§ **CONSIGNE**
Recopiez les données en commençant par la ligne contenant « Label check: the above image was tagged as containing the metal » et en terminant par celle contenant « 223;155;242;252 », ces deux lignes comprises et les consignes incluses. Décalez de 45 chaque coordonnée figurant dans les réponses.

§ **JEU DE DONNÉES**
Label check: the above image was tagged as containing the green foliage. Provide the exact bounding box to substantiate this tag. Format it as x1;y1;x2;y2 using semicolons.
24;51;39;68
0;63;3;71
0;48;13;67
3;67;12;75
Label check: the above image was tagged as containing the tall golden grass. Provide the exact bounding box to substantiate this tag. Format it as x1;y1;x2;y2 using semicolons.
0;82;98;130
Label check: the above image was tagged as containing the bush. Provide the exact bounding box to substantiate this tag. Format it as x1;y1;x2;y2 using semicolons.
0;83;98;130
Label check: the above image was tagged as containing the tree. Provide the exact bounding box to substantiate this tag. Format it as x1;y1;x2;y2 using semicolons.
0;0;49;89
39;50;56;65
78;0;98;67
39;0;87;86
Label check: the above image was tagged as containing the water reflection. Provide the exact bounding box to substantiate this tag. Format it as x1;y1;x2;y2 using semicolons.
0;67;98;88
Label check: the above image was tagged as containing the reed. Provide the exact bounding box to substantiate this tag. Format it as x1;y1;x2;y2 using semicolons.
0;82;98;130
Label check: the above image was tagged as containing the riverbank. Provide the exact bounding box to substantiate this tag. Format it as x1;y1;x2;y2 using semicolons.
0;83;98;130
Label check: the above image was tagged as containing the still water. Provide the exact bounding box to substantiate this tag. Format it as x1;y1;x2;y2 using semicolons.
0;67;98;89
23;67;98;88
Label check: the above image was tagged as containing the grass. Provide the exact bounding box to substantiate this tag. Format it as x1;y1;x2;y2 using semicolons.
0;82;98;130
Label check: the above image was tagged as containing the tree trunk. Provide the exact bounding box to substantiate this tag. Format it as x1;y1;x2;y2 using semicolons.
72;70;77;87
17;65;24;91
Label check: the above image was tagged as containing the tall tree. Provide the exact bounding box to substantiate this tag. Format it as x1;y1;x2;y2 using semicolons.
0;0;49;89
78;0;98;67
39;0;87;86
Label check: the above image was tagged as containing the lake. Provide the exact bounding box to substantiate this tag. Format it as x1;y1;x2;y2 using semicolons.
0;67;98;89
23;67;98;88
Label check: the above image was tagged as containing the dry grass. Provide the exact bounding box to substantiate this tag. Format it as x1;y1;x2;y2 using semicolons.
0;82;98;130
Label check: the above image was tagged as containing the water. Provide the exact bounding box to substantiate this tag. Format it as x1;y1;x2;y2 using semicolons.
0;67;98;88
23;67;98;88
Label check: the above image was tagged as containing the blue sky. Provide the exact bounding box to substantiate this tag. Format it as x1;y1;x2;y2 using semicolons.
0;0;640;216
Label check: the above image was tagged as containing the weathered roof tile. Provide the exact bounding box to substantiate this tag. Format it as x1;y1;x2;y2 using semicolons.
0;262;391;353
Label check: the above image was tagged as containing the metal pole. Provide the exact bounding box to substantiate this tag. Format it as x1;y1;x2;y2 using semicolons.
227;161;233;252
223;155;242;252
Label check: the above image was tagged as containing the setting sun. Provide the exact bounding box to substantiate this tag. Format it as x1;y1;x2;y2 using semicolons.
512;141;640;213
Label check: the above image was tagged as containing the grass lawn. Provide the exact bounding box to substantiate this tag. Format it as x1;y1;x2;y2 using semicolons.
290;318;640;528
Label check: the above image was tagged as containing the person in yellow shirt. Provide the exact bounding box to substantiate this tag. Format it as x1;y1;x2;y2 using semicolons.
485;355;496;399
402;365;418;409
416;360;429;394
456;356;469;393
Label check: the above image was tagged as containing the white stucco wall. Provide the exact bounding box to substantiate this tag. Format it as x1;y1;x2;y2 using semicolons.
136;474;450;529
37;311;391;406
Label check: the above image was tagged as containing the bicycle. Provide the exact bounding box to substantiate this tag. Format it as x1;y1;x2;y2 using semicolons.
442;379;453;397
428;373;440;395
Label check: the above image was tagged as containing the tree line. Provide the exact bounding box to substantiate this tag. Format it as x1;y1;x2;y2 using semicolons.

§ **RÉSULTAT**
Label check: the above image was tagged as containing the metal pole. Provide the exact bounding box to substantiate this tag. Format it as x1;y1;x2;y2 using semicolons.
272;206;278;297
268;200;287;297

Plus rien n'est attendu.